Data to use >>
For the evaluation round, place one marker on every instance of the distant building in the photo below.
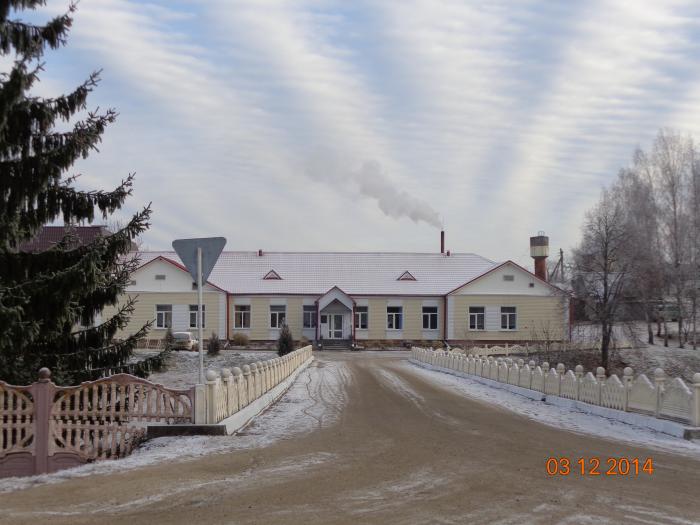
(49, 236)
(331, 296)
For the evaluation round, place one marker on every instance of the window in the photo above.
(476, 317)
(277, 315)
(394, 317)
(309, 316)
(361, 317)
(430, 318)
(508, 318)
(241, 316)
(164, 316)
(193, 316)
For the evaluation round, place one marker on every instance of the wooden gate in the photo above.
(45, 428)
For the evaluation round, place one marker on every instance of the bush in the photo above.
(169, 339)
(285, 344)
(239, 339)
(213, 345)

--

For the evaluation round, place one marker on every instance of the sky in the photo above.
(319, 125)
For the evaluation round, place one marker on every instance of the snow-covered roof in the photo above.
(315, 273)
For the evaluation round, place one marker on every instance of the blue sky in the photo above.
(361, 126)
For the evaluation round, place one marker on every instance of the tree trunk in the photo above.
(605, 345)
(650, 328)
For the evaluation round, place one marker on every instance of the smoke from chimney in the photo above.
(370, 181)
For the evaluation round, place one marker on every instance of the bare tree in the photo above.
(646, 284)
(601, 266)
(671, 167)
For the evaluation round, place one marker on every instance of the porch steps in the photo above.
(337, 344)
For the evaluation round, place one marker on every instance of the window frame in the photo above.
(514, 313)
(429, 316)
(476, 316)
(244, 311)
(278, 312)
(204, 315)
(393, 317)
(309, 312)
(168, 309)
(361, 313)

--

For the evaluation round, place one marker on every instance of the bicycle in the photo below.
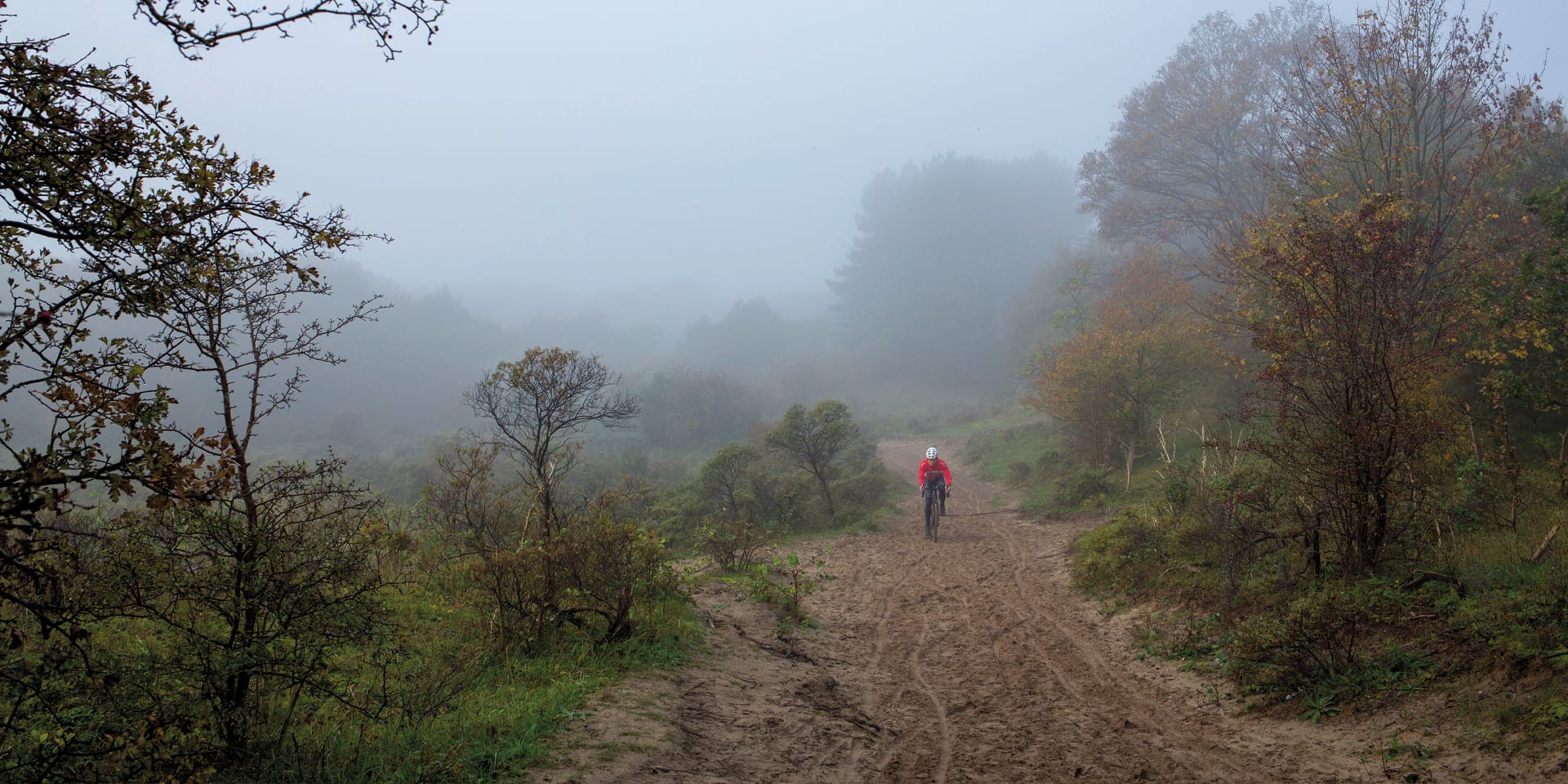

Your instructions >> Locate each line of the data above that contains the word "window", and copy those lines.

Task result >>
For the evaluation round, place one marker on every instance of the window in the photo above.
For the evaluation round, place one marker on every instance of the window frame in the photo above.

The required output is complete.